• **TASK BRIEF**
In the entries below, rewrite everything from the line containing "Exercise. Put one point on each instance of the fern" down to the line containing "point(267, 123)", swapping "black tank top" for "black sleeveless top" and keeping the rest as it is.

• **DATA SHOWN**
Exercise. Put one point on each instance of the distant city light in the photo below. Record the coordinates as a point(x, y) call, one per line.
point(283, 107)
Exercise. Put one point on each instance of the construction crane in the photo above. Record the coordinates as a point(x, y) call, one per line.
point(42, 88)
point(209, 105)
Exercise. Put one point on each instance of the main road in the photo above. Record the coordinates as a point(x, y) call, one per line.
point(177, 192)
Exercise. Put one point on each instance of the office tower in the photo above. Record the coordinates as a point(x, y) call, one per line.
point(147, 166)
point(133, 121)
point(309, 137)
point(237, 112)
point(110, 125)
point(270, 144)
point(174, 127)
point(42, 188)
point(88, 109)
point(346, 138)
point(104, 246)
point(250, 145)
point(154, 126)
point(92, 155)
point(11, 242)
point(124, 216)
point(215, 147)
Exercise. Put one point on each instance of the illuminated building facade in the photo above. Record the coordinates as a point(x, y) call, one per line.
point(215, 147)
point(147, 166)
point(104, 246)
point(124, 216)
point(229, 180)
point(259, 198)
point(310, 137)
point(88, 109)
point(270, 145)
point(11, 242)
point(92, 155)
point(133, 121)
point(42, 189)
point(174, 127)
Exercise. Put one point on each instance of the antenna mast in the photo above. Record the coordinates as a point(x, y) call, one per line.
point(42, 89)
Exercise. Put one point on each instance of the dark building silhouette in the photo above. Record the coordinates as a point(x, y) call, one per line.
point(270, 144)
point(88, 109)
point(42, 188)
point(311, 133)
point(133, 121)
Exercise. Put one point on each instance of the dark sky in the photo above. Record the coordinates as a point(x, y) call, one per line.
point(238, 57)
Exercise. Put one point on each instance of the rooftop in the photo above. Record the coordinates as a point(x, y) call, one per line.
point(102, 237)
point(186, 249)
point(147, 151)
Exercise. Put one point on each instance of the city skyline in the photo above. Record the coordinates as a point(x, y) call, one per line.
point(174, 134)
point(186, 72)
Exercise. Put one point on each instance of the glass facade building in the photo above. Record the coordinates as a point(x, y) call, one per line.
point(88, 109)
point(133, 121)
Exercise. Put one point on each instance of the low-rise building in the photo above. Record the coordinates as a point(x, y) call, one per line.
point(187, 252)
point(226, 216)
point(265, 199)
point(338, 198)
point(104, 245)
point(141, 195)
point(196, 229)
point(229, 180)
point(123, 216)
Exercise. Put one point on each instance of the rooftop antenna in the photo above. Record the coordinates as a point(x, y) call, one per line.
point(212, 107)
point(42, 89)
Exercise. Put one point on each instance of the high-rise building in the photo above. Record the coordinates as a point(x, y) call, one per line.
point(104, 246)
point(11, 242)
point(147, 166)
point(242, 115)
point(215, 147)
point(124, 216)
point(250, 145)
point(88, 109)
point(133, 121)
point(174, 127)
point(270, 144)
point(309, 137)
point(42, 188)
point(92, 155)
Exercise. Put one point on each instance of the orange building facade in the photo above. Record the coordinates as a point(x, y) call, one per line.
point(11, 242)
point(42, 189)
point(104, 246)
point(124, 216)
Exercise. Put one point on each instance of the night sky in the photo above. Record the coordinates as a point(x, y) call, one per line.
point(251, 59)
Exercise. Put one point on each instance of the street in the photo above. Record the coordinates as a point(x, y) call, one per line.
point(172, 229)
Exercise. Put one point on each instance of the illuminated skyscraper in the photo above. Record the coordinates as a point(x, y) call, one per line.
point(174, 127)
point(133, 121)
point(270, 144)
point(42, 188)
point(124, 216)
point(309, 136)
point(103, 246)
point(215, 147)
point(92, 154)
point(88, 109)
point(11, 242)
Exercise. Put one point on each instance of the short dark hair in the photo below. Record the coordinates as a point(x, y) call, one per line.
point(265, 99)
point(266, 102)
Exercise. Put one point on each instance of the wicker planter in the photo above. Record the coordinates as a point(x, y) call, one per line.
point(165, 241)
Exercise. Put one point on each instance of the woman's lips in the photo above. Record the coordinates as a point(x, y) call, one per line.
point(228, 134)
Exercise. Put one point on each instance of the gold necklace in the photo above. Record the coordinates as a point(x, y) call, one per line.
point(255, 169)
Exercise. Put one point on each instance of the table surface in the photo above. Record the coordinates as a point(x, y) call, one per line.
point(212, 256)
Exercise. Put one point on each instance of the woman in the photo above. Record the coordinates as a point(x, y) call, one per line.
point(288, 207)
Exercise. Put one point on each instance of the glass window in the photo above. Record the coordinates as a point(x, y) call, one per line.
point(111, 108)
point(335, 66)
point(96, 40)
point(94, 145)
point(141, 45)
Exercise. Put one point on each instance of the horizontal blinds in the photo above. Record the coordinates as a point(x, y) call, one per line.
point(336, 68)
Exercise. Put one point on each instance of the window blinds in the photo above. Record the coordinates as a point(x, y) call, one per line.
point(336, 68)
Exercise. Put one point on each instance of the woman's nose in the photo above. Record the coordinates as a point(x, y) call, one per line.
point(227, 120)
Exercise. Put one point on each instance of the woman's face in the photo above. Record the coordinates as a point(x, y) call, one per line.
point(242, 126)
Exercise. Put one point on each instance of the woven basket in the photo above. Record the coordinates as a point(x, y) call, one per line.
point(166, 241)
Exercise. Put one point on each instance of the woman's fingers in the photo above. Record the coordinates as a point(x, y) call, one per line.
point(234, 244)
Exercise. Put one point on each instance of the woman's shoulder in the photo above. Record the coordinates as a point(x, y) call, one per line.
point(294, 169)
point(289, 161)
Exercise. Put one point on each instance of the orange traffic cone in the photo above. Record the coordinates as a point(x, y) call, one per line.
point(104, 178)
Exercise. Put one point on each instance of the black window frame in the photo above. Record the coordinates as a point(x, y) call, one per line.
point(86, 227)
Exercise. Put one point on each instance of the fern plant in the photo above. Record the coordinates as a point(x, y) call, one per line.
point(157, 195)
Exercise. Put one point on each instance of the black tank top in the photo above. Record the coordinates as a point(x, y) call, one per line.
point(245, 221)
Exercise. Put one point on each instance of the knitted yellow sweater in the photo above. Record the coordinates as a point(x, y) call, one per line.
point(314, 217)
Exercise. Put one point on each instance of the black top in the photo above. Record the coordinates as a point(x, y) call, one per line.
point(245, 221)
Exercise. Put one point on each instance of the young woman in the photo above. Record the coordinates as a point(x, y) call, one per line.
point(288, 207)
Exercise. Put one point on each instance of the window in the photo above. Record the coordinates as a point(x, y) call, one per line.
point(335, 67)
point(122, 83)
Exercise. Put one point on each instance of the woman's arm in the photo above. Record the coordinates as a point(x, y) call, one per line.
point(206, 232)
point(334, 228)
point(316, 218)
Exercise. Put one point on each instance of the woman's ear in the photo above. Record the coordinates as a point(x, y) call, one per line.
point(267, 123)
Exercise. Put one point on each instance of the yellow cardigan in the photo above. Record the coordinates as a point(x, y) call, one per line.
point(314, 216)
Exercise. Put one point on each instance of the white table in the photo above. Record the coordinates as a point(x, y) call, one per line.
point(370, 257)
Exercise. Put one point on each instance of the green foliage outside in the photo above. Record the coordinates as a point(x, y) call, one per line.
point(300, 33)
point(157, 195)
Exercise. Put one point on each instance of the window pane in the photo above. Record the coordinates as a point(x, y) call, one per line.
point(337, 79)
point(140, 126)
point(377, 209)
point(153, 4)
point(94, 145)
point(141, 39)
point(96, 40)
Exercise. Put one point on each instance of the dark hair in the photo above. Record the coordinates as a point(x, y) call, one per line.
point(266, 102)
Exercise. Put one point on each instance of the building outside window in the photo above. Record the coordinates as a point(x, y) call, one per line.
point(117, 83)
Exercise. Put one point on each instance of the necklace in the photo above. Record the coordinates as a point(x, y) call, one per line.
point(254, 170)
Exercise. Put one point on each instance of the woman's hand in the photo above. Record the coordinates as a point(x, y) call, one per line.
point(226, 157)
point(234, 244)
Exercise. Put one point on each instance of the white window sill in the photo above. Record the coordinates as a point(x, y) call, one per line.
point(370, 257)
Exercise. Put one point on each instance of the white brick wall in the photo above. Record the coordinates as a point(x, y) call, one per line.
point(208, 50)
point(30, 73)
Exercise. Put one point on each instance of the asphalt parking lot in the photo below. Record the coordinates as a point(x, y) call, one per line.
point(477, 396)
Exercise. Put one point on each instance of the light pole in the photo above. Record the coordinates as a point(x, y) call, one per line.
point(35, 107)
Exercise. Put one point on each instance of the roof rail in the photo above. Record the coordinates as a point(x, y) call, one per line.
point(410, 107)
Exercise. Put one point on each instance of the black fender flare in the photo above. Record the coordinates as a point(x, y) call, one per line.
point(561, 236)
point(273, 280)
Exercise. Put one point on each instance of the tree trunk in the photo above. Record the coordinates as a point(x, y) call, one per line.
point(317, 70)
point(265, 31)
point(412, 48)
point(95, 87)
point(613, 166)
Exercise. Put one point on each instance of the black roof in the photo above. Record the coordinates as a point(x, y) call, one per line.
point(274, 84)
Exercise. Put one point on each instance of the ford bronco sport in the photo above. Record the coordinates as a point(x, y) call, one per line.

---

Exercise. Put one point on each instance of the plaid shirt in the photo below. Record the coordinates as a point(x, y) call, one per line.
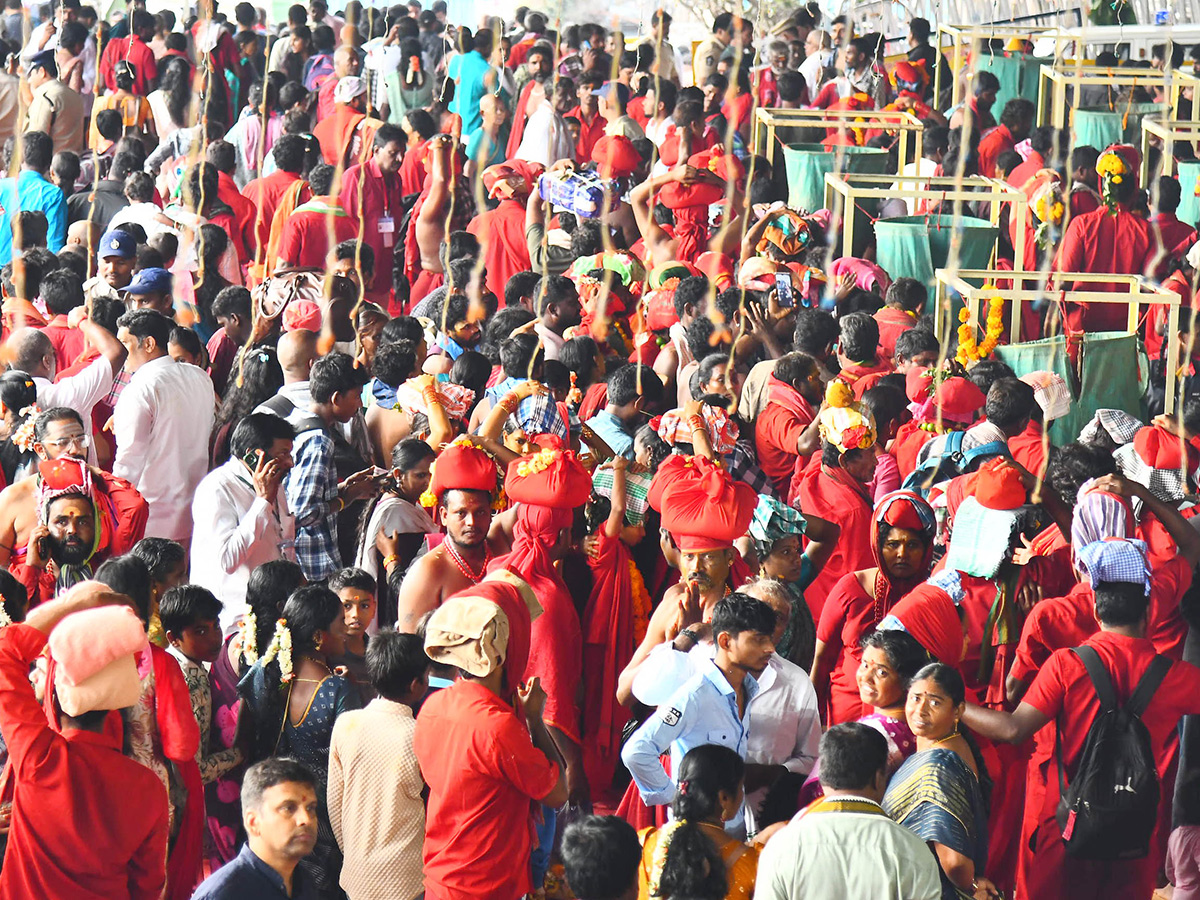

--

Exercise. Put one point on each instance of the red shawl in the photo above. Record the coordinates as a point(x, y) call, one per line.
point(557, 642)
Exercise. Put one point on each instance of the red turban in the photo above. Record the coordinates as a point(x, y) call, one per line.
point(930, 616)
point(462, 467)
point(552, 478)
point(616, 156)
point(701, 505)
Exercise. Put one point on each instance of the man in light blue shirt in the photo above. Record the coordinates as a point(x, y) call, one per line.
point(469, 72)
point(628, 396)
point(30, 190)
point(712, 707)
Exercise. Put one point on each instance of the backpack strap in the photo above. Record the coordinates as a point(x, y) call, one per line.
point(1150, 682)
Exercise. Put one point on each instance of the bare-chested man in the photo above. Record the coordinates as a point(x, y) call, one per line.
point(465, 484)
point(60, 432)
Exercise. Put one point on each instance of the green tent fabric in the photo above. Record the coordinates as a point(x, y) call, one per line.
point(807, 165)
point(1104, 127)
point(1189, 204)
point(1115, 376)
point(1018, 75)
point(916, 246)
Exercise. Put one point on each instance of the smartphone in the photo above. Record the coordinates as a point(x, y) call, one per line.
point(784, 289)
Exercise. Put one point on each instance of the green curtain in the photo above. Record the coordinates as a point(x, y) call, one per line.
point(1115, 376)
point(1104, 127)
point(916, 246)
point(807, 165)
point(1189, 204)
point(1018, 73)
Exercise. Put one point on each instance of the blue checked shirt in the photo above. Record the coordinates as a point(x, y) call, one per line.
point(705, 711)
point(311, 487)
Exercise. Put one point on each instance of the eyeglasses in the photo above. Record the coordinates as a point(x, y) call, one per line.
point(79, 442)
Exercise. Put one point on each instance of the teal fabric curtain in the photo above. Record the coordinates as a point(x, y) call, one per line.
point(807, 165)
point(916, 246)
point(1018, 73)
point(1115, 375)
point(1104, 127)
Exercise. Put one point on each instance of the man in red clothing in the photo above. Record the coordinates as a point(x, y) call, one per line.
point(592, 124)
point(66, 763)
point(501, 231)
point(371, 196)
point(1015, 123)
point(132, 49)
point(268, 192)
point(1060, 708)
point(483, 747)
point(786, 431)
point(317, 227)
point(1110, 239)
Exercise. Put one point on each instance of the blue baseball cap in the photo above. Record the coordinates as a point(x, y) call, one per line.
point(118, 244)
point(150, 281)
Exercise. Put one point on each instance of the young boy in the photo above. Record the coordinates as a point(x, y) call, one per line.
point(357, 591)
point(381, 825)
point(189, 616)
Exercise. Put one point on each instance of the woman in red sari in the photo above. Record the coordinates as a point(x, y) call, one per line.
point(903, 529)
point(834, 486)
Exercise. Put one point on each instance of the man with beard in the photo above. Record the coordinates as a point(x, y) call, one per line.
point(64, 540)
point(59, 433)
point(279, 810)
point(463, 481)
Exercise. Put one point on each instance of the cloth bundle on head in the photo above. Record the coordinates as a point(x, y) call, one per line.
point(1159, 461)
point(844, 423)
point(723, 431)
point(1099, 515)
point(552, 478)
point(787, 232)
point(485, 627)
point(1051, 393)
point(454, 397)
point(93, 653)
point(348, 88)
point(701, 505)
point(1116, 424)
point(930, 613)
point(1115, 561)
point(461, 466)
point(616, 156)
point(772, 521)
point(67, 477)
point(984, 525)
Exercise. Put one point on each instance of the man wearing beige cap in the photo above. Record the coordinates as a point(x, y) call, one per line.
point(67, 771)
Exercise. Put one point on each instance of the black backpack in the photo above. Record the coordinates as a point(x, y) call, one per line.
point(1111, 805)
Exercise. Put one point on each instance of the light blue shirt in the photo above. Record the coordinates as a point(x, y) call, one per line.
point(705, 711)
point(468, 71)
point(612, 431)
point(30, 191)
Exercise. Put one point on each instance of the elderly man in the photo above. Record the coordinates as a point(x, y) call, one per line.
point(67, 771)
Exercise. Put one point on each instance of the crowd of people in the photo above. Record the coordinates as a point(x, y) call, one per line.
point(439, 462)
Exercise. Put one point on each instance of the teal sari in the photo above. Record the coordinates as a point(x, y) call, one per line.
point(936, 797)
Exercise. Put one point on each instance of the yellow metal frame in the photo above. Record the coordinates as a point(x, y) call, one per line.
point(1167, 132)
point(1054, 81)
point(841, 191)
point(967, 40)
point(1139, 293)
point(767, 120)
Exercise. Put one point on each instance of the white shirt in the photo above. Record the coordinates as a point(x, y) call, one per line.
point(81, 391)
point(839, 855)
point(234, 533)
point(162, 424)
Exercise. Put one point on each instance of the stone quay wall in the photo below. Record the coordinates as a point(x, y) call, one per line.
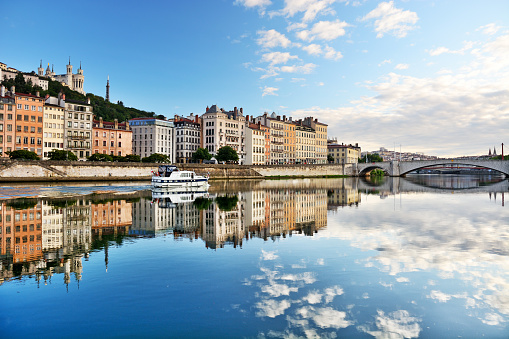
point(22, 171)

• **EXPECTED ANSWER**
Exercise. Put one point on each instance of the fern plant in the photo above. Record the coordinates as a point(x, y) call, one per line.
point(157, 195)
Exercise. Put one point on each instance of the black sleeveless top in the photo above. Record the coordinates as a point(x, y) call, one per line.
point(245, 221)
Exercise. Put one point on each instance of the knitted yellow sweater in the photo above. Record the coordinates as a point(x, y) call, one per line.
point(314, 217)
Exercise. Put one point on each instance of the black top in the photo above. Record the coordinates as a point(x, y) call, one per line.
point(245, 221)
Exercise. Put one point on each instance of the young woman in the photo above. Record the coordinates as a point(x, y) call, one per line.
point(288, 207)
Exercise. Put one point on each instance of the window in the photo above. Record the coordinates as a point(x, y) call, one per line.
point(335, 67)
point(122, 83)
Exercise. Put one point on each instance of the woman's arm in the photo above. Record the coordinates as a point(x, y) call, one per line.
point(206, 232)
point(334, 228)
point(316, 218)
Exercise. Put one point on each instance of the woman's ear in the photo above. Record the coordinates as a point(x, y) call, one per line.
point(267, 123)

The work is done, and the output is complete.